Exercise instructions: Repeat the records below exactly, line for line.

Supplied information:
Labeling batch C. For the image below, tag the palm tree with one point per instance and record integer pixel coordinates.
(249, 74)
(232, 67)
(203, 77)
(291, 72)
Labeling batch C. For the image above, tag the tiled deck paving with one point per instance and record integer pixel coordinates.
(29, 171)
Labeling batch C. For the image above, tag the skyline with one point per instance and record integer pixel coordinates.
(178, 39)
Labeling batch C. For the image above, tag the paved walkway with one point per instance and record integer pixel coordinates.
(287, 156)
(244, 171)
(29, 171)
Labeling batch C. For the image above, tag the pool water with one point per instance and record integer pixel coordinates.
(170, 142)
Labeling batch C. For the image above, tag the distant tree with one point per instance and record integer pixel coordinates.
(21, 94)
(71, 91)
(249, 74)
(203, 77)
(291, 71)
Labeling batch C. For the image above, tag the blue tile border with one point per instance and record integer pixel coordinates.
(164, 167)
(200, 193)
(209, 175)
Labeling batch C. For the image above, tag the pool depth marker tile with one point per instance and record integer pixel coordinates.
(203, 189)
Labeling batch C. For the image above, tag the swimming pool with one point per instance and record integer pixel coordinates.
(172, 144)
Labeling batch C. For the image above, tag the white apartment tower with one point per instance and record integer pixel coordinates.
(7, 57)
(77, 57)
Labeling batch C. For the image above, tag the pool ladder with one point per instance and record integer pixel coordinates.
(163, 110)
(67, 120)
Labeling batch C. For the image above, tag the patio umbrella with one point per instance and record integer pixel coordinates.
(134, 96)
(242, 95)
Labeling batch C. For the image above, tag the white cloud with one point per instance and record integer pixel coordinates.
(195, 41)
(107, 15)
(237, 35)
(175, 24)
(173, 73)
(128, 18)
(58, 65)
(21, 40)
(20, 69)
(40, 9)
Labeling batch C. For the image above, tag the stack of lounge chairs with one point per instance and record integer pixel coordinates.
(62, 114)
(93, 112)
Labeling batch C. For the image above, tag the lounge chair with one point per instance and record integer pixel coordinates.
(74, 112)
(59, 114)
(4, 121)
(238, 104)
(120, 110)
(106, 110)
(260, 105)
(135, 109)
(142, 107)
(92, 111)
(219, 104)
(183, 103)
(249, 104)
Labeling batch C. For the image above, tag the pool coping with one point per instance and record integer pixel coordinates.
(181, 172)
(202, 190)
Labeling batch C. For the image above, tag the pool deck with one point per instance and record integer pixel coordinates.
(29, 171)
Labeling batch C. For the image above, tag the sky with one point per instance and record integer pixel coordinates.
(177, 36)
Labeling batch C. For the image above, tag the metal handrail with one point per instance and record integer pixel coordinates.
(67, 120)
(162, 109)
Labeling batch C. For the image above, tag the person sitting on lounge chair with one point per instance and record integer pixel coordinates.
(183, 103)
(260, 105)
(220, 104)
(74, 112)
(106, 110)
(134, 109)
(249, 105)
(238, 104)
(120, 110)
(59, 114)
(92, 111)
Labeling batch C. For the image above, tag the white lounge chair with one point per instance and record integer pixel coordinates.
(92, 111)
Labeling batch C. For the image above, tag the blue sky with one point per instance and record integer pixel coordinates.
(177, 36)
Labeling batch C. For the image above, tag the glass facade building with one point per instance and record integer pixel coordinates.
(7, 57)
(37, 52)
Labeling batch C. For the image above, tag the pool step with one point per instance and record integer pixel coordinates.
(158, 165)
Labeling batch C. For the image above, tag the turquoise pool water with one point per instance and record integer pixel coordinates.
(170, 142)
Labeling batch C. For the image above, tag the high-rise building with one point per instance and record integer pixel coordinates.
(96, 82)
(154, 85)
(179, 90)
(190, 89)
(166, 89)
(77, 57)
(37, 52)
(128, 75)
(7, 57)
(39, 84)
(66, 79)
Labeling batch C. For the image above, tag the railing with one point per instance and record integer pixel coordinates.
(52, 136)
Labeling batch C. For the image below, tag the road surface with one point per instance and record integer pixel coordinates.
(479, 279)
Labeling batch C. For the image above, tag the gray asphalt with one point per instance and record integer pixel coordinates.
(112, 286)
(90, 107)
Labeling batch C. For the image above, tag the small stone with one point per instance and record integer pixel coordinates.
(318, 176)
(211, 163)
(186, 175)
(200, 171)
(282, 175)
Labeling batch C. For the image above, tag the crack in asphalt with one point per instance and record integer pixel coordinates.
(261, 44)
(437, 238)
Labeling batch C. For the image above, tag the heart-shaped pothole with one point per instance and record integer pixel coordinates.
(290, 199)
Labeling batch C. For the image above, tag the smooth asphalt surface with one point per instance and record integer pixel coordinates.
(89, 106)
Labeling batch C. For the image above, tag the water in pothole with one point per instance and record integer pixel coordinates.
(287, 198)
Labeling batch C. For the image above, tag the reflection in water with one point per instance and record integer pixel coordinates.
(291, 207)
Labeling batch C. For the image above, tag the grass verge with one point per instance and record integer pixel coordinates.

Reply to the exercise:
Labeling batch C. For the image below, tag the palm tree with one point per instance and record integer pixel coordinates.
(249, 74)
(232, 67)
(203, 77)
(291, 72)
Labeling batch C. For the image above, tag the tiled deck paving with one point per instance and record integer pixel coordinates.
(29, 171)
Labeling batch C. For the image above, tag the skyline with one point per instance and record integer pixel coordinates.
(178, 39)
Labeling batch C. For the image above, tag the paved walkway with one point per instance and record integer pixel coordinates.
(287, 156)
(244, 171)
(29, 171)
Labeling batch C. For the image above, tag the pool water with one point per instance and record integer pixel coordinates.
(170, 142)
Labeling batch C. For the image above, tag the distant tree with one point per instance and record integer pixel coordinates.
(21, 94)
(71, 91)
(249, 74)
(203, 77)
(291, 71)
Labeling batch C. For the image above, tag the blue tile border with one point per instance and record integer pixel coordinates.
(164, 167)
(200, 193)
(209, 175)
Labeling batch C. For the image above, tag the pool depth marker tile with one point per instance and record integer pixel coordinates.
(203, 189)
Labeling batch C. For the image above, tag the swimming pool with one point per instance and record integer pixel coordinates.
(172, 144)
Labeling batch C. For the image above, tag the white apartment tower with one point per instance and record integer pixel coordinates.
(7, 57)
(77, 57)
Labeling batch C. For the image above, tag the pool ladder with one point per instance and record integer pixel coordinates.
(163, 110)
(67, 120)
Labeling batch C. For the image above, tag the patio umbrella with one point per instance and record integer pixel coordinates.
(134, 96)
(242, 95)
Labeling batch C. For the image above, tag the white cloud with one point per instance and record integer pixel coordinates.
(195, 41)
(107, 15)
(237, 35)
(175, 24)
(173, 73)
(128, 18)
(58, 65)
(21, 40)
(20, 69)
(40, 9)
Labeling batch C. For the image above, tag the stack of lounge chairs with one point per instance and record integer pixel coordinates.
(62, 114)
(93, 112)
Labeling batch C. For the image above, tag the lounge chair with one point per instance and record integer pixel coordinates.
(74, 112)
(59, 114)
(4, 121)
(238, 104)
(120, 110)
(106, 110)
(260, 105)
(135, 109)
(142, 107)
(92, 111)
(219, 104)
(183, 103)
(249, 104)
Labeling batch C. For the image above, tag the pool coping with one point per instance and record integer pixel coordinates.
(181, 172)
(202, 190)
Labeling batch C. For the image above, tag the pool deck with one point per instance and record integer pixel coordinates.
(29, 171)
Labeling batch C. For the image above, tag the sky with one point per instance and record integer pixel coordinates.
(177, 36)
Labeling batch C. For the image above, tag the metal handrail with one point per instance and record integer pixel coordinates.
(67, 120)
(162, 109)
Labeling batch C. For the image above, tag the person sitting on lounge chair with one point per instance and record integer pixel coordinates.
(183, 103)
(260, 105)
(220, 104)
(74, 112)
(106, 110)
(134, 109)
(249, 105)
(238, 104)
(120, 110)
(59, 114)
(92, 111)
Labeling batch C. For the image above, tag the white lounge chair with one point per instance and record integer pixel coordinates.
(92, 111)
Labeling batch C. For the image above, tag the blue sky with one point per instance and record integer pixel coordinates.
(177, 36)
Labeling batch C. For the image above, tag the glass facade building with one point per instance and record integer pixel coordinates.
(7, 57)
(37, 52)
Labeling batch C. For the image above, tag the pool step with one point per instance and record integer pixel coordinates.
(158, 165)
Labeling batch C. For the image above, tag the turquoise pool water with one point per instance and record integer pixel coordinates.
(170, 142)
Labeling batch C. For the image above, tag the high-rise building with one point per instance and record integer pixel coordinates.
(96, 82)
(154, 85)
(179, 90)
(190, 89)
(166, 89)
(77, 57)
(37, 52)
(128, 75)
(7, 57)
(39, 84)
(66, 79)
Labeling batch C. For the image above, tag the railing with one point per instance and record integer pixel coordinates.
(52, 136)
Labeling batch C. For the image below, tag the road surface with one point per instance and record integer pixel coordinates.
(479, 279)
Labeling batch C. For the image above, tag the gray asphalt with one point per instance and record integer pixel coordinates.
(112, 286)
(90, 107)
Labeling batch C. For the image above, tag the small stone with one point per instance and record integer pixel coordinates.
(318, 176)
(211, 163)
(186, 175)
(200, 171)
(282, 175)
Labeling batch C. For the image above, tag the crack in asphalt with one point per instance and record integer pixel coordinates.
(261, 44)
(437, 238)
Labeling batch C. For the image above, tag the heart-shaped pothole with one point per instance and record integer pixel coordinates.
(290, 199)
Labeling batch C. For the image above, tag the smooth asphalt surface with one point per instance and record integer pixel coordinates.
(89, 106)
Labeling batch C. For the image above, tag the water in pothole with one point per instance and record integer pixel coordinates.
(287, 198)
Labeling batch C. For the image above, tag the reflection in water with one point per instance and record integer pixel coordinates.
(291, 207)
Labeling batch C. For the image above, tag the grass verge with one point per instance and record integer pixel coordinates.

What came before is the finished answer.